╭─ Data to use

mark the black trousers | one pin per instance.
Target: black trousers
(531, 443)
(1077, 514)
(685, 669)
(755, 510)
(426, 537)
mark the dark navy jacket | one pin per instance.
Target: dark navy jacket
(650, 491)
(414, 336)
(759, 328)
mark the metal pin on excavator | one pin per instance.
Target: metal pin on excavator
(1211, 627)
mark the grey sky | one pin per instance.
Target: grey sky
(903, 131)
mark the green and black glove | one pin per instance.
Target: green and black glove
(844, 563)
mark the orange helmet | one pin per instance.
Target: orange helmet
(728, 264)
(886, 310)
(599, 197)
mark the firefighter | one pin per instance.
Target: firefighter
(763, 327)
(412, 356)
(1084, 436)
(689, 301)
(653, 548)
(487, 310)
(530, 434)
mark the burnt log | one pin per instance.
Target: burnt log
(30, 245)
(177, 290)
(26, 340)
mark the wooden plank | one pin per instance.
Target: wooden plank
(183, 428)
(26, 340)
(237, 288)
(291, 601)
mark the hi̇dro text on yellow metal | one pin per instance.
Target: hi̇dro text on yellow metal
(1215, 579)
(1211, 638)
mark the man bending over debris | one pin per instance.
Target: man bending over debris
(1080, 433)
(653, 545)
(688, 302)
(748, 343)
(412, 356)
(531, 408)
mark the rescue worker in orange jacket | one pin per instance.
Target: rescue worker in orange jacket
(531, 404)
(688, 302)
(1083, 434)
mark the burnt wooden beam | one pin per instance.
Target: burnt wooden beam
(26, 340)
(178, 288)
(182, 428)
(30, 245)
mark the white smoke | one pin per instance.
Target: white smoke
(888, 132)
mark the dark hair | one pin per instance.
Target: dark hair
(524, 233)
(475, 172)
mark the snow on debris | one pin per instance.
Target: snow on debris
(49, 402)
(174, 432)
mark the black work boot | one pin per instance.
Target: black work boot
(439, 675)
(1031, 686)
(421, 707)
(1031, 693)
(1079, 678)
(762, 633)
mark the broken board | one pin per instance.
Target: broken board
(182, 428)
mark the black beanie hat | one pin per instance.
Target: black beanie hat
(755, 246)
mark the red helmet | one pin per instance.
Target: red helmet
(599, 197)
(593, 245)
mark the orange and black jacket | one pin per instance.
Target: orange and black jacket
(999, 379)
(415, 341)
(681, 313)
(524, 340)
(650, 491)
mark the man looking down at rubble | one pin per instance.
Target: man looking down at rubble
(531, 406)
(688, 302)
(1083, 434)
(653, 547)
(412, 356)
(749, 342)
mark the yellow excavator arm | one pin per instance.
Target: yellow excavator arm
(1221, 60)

╰─

§ To be done
Output every line of the records above without any changes.

§ Answer to this exercise
mark the black trousers | one pin per instance.
Target: black trousers
(531, 443)
(1077, 514)
(685, 669)
(755, 510)
(426, 537)
mark the dark navy jacket | one pin per instance.
Target: dark navy jacket
(650, 491)
(414, 336)
(759, 328)
mark the metal pin on excavator | one pin per instance.
Target: metal pin on excavator
(1211, 627)
mark the grey sky | one pin per instance.
Target: grey sky
(903, 131)
mark the green and black glove | one pin per instance.
Target: green and black glove
(844, 563)
mark the orange helmet | one pin per instance.
Target: orange helmet
(728, 264)
(886, 310)
(599, 197)
mark the firefighter | one pin per instance.
Target: firefighter
(763, 327)
(412, 356)
(1084, 436)
(689, 301)
(653, 548)
(487, 310)
(530, 434)
mark the burnt log | one pin per instance.
Target: burnt log
(30, 245)
(177, 290)
(26, 340)
mark the wooden plank | one pin per instance.
Target: wooden plank
(183, 428)
(26, 340)
(237, 288)
(291, 601)
mark the hi̇dro text on yellow metal | one pin per instance.
Target: hi̇dro text on yellow metal
(1215, 579)
(1211, 638)
mark the man bending over debris | one pin per instance.
Target: man bending over debris
(1080, 433)
(653, 545)
(688, 302)
(748, 343)
(412, 356)
(531, 408)
mark the rescue worker in orange jacket | one pin per instance.
Target: rescue worker in orange jacket
(531, 404)
(688, 302)
(1083, 434)
mark the burnt wooden beam | one pin per instance.
Target: burnt wooden beam
(26, 340)
(178, 288)
(182, 428)
(30, 245)
mark the white smoke | one pin per instance.
Target: white smoke
(888, 132)
mark the dark hair | one pin per instance.
Target: dark hair
(524, 233)
(475, 172)
mark the snow on debris | one pin per instance.
Target: snow on debris
(49, 402)
(174, 432)
mark the black work boot | one pin per instance.
Target: black work boot
(439, 675)
(1031, 686)
(421, 707)
(1031, 693)
(1079, 678)
(762, 633)
mark the broken board | one pin per instance.
Target: broken board
(182, 428)
mark the black beanie hat | one pin per instance.
Target: black beanie hat
(755, 246)
mark the red helmet | one pin per instance.
Target: red helmet
(599, 197)
(593, 245)
mark the orange and black jacket | one pin per instance.
Target: orange and black jacket
(999, 379)
(415, 341)
(681, 313)
(524, 340)
(650, 491)
mark the man looking down at rubble | one pin per instance.
Target: man looking down at rubble
(531, 406)
(688, 302)
(1083, 434)
(653, 547)
(412, 356)
(749, 342)
mark the yellow excavator arm | one pin per instance.
Target: yellow excavator arm
(1221, 60)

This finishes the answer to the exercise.